▸ **DIRECTIONS**
Count the lines in the records that contain the string "loose", matching case exactly, and reply with only that number.

DATA PROVIDED START

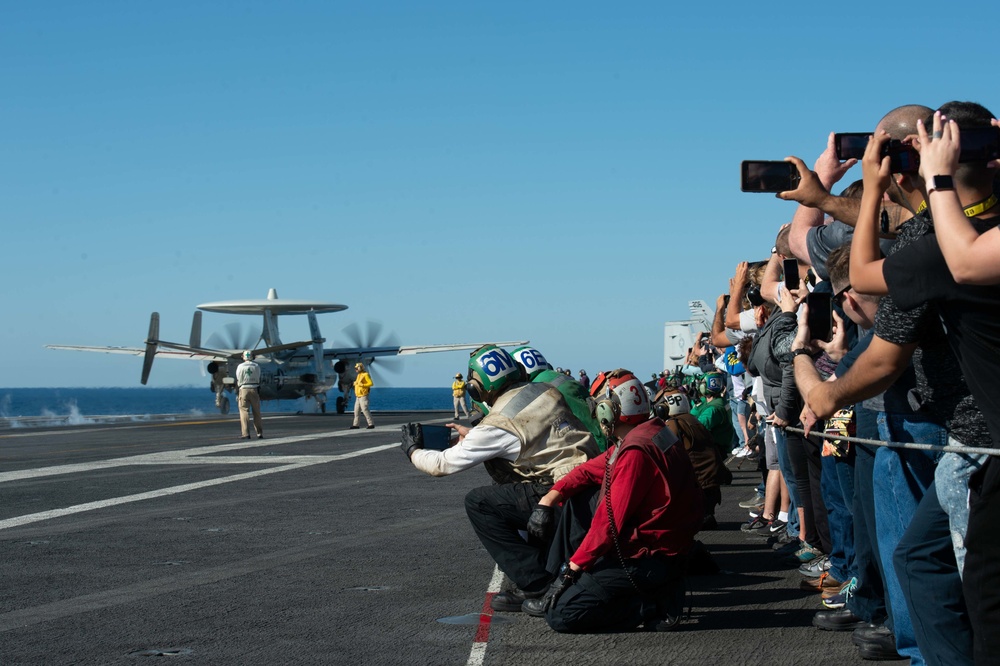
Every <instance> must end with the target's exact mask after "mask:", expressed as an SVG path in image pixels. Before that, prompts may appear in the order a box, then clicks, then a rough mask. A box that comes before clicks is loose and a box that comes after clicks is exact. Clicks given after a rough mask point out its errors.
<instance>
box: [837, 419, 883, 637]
mask: <svg viewBox="0 0 1000 666" xmlns="http://www.w3.org/2000/svg"><path fill="white" fill-rule="evenodd" d="M856 414H857V417H858V430H857V436H858V437H862V438H866V439H878V425H877V424H876V422H875V412H873V411H871V410H870V409H865V408H864V407H860V406H857V407H856ZM852 446H854V503H853V504H854V505H853V513H854V561H855V565H856V566H857V569H858V589H857V590H856V591H855V593H854V594H853V595H852V596H851V597H850V598H849V599H848V600H847V608H848V610H850V611H851V612H852V613H854V614H855V615H857V616H858V617H860V618H861V619H862V620H865V621H866V622H874V623H876V624H878V623H880V622H885V623H886V626H888V627H889V628H890V629H892V618H891V615H889V613H888V609H887V607H886V606H887V603H888V600H887V599H886V595H885V584H884V583H883V578H882V576H883V575H884V574H883V572H882V561H881V559H880V558H879V552H878V547H877V545H876V544H877V543H878V530H877V529H876V527H875V489H874V477H873V474H872V472H873V470H874V468H875V450H874V448H873V447H870V446H865V445H864V444H852Z"/></svg>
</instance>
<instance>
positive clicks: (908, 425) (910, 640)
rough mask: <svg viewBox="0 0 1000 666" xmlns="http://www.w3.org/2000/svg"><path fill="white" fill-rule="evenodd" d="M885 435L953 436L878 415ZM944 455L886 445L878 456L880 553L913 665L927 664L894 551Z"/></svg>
mask: <svg viewBox="0 0 1000 666" xmlns="http://www.w3.org/2000/svg"><path fill="white" fill-rule="evenodd" d="M878 432H879V437H880V438H882V439H885V440H889V441H893V442H917V443H921V444H938V445H941V446H943V445H945V444H947V442H948V432H947V430H945V428H944V427H943V426H941V425H938V424H937V423H933V422H931V421H926V420H921V419H920V418H919V417H916V416H915V415H901V414H887V413H885V412H882V413H880V414H879V415H878ZM939 455H940V454H939V453H937V452H933V451H916V450H906V449H890V448H887V447H882V448H880V449H879V450H878V452H877V453H876V454H875V469H874V472H873V474H874V479H875V482H874V485H875V488H874V491H875V524H876V525H877V526H878V535H879V540H878V549H879V554H880V555H881V559H882V565H883V567H884V569H885V580H884V583H885V587H886V594H887V595H888V597H889V605H890V607H891V609H892V620H893V629H894V631H895V633H896V650H897V651H898V652H899V653H900V654H901V655H903V656H904V657H909V658H910V664H911V666H920V665H921V664H924V663H925V662H924V658H923V655H921V654H920V648H918V647H917V639H916V636H915V634H914V631H913V622H912V620H911V618H910V612H909V609H908V608H907V606H906V599H905V598H904V597H903V589H902V587H900V584H899V577H898V576H897V575H896V571H895V569H894V568H893V553H894V551H895V550H896V546H898V545H899V541H900V539H901V538H902V537H903V533H904V532H905V531H906V528H907V527H909V524H910V520H911V519H912V518H913V515H914V514H915V513H916V510H917V505H918V504H919V503H920V500H921V498H922V497H923V496H924V493H926V491H927V488H928V487H930V485H931V483H932V482H933V481H934V465H935V462H936V461H937V458H938V456H939Z"/></svg>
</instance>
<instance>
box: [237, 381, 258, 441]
mask: <svg viewBox="0 0 1000 666" xmlns="http://www.w3.org/2000/svg"><path fill="white" fill-rule="evenodd" d="M239 405H240V431H241V432H242V435H241V436H242V437H243V438H244V439H245V438H247V437H249V436H250V412H251V411H253V429H254V430H256V431H257V436H258V437H260V436H262V435H263V434H264V431H263V430H262V429H261V424H260V394H259V393H257V389H253V388H241V389H240V398H239Z"/></svg>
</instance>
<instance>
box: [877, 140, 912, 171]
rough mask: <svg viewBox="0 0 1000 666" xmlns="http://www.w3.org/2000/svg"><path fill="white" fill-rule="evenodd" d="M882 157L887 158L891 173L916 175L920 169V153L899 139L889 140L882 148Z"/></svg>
mask: <svg viewBox="0 0 1000 666" xmlns="http://www.w3.org/2000/svg"><path fill="white" fill-rule="evenodd" d="M882 157H888V158H889V170H890V171H891V172H892V173H916V172H917V170H918V169H919V168H920V153H918V152H917V151H916V149H915V148H913V146H908V145H906V144H904V143H903V142H902V141H900V140H899V139H889V141H887V142H886V143H885V145H884V146H882Z"/></svg>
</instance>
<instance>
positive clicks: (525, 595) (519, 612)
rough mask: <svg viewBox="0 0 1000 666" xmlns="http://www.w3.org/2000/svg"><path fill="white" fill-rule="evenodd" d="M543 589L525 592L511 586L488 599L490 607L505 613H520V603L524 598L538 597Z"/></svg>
mask: <svg viewBox="0 0 1000 666" xmlns="http://www.w3.org/2000/svg"><path fill="white" fill-rule="evenodd" d="M544 594H545V591H544V590H543V591H541V592H525V591H524V590H521V589H518V588H516V587H515V588H513V589H511V590H507V591H506V592H499V593H497V594H495V595H494V596H493V598H492V599H491V600H490V608H492V609H493V610H496V611H501V612H505V613H520V612H521V605H522V604H523V603H524V601H525V599H540V598H541V597H542V595H544Z"/></svg>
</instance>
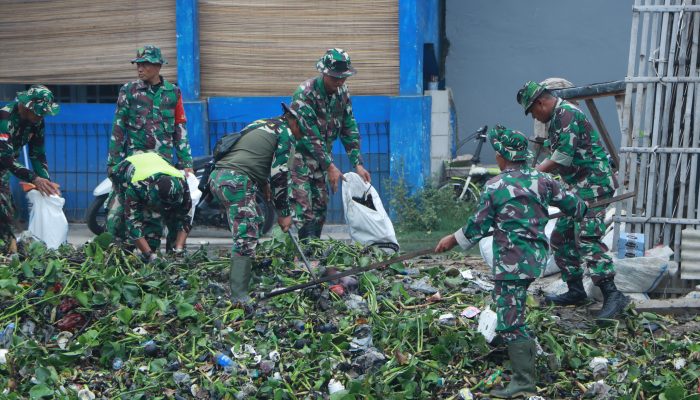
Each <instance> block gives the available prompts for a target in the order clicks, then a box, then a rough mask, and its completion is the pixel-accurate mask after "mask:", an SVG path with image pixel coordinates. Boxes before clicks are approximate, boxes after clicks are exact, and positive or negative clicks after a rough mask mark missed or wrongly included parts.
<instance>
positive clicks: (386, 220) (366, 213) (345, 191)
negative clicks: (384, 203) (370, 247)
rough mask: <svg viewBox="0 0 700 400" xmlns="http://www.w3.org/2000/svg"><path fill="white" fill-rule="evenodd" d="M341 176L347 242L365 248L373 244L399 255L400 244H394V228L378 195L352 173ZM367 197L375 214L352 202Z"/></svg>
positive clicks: (367, 207) (345, 174) (390, 220)
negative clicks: (386, 248)
mask: <svg viewBox="0 0 700 400" xmlns="http://www.w3.org/2000/svg"><path fill="white" fill-rule="evenodd" d="M344 176H345V181H344V182H343V209H344V210H345V222H346V223H347V224H348V226H349V227H350V238H351V239H352V240H354V241H356V242H359V243H362V244H365V245H370V244H374V245H378V246H379V247H382V248H389V249H393V250H394V251H398V249H399V242H398V241H397V240H396V233H395V232H394V225H393V224H392V223H391V220H390V219H389V215H387V213H386V211H385V210H384V206H383V205H382V201H381V199H380V198H379V193H377V191H376V190H375V189H374V187H373V186H372V185H370V184H369V183H366V182H365V181H364V180H362V178H361V177H360V175H358V174H356V173H354V172H348V173H347V174H344ZM368 195H371V200H372V204H373V205H374V208H375V209H374V210H373V209H371V208H369V207H367V206H364V205H362V204H360V203H358V202H356V201H355V200H353V199H352V198H353V197H355V198H366V197H367V196H368Z"/></svg>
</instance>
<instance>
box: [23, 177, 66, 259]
mask: <svg viewBox="0 0 700 400" xmlns="http://www.w3.org/2000/svg"><path fill="white" fill-rule="evenodd" d="M27 201H28V202H29V227H28V230H29V232H31V234H32V235H33V236H34V237H36V238H37V239H39V240H41V241H42V242H44V243H46V247H48V248H50V249H57V248H58V247H59V246H60V245H61V244H63V243H65V242H66V240H68V221H67V220H66V216H65V214H63V205H64V204H65V203H66V199H64V198H63V197H60V196H56V195H51V196H44V195H43V194H41V193H40V192H39V191H38V190H30V191H29V192H27Z"/></svg>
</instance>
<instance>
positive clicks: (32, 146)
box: [28, 121, 51, 180]
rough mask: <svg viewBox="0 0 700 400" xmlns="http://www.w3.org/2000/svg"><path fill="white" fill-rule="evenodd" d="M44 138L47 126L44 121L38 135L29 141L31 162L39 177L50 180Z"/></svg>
mask: <svg viewBox="0 0 700 400" xmlns="http://www.w3.org/2000/svg"><path fill="white" fill-rule="evenodd" d="M44 136H45V124H44V121H42V122H41V125H40V126H39V127H38V129H37V132H36V134H35V135H33V136H32V138H31V139H30V140H29V146H28V147H29V160H30V161H31V163H32V168H33V169H34V172H36V174H37V175H39V176H40V177H42V178H44V179H49V180H50V179H51V177H50V176H49V163H48V161H46V148H45V147H44Z"/></svg>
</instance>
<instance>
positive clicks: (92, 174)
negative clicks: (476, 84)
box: [14, 0, 439, 223]
mask: <svg viewBox="0 0 700 400" xmlns="http://www.w3.org/2000/svg"><path fill="white" fill-rule="evenodd" d="M438 1H439V0H399V43H400V44H399V47H400V49H399V50H400V60H399V62H400V78H399V96H396V97H394V96H353V108H354V112H355V117H356V119H357V122H358V125H359V129H360V134H361V138H362V148H361V151H362V155H363V157H364V159H365V167H366V168H367V169H368V170H369V171H370V173H371V174H372V184H373V185H374V186H375V188H377V190H378V191H379V193H380V196H381V197H382V199H383V200H384V203H388V200H389V199H388V193H387V185H388V184H389V182H390V180H391V179H395V178H396V177H398V176H403V177H404V178H406V181H407V182H409V183H410V184H412V187H413V188H414V189H415V188H419V187H421V186H422V185H423V184H424V182H425V178H426V177H428V176H429V166H430V97H425V96H423V95H422V94H423V57H424V54H423V53H424V45H425V44H426V43H433V45H434V49H435V51H436V52H437V54H439V43H438V42H439V41H438V37H439V32H438V12H437V11H438ZM176 26H177V51H178V55H177V57H178V84H179V85H180V87H181V89H182V93H183V100H184V103H185V111H186V114H187V130H188V136H189V140H190V145H191V147H192V153H193V155H194V156H197V155H204V154H209V152H210V149H211V148H212V146H213V144H214V143H215V142H216V139H217V138H218V137H220V136H221V135H223V134H225V133H229V132H235V131H237V130H240V129H241V128H242V127H244V126H245V125H246V124H247V123H249V122H252V121H254V120H255V119H258V118H269V117H274V116H277V115H279V114H280V113H281V107H280V102H282V101H287V102H288V101H289V97H286V96H285V97H219V98H208V99H204V98H201V95H200V60H199V26H198V6H197V1H196V0H176ZM348 86H349V87H350V91H351V93H352V79H350V80H349V81H348ZM290 95H291V93H290ZM61 106H62V108H61V113H60V114H59V115H58V116H56V117H50V118H47V120H46V123H47V130H46V133H47V139H46V148H47V156H48V161H49V168H50V170H51V173H52V177H53V179H54V180H55V181H56V182H58V183H59V184H60V185H61V187H62V190H63V194H64V197H65V198H66V205H65V212H66V216H67V217H68V218H69V220H72V221H80V220H82V219H83V216H84V212H85V209H86V208H87V206H88V205H89V203H90V202H91V201H92V189H93V188H94V187H95V186H96V185H97V184H98V183H99V182H100V181H101V180H102V179H104V178H105V177H106V172H105V170H106V160H107V146H108V143H109V137H110V133H111V124H112V119H113V115H114V110H115V105H112V104H62V105H61ZM333 157H334V159H335V160H336V163H337V164H338V166H339V168H340V169H341V170H342V171H345V172H347V171H350V170H351V167H350V164H349V161H348V159H347V156H346V154H345V150H344V149H343V148H342V145H341V143H340V142H339V141H338V142H336V143H334V146H333ZM14 190H15V193H16V194H17V195H18V196H17V197H16V198H17V199H18V200H20V199H23V197H24V196H19V193H17V191H18V189H17V188H16V186H15V189H14ZM387 205H388V204H385V207H386V206H387ZM328 220H329V222H336V223H337V222H343V215H342V204H341V200H340V195H339V194H336V195H335V196H333V197H332V198H331V201H330V204H329V218H328Z"/></svg>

DATA PROVIDED END

▸ **ANSWER SECTION**
1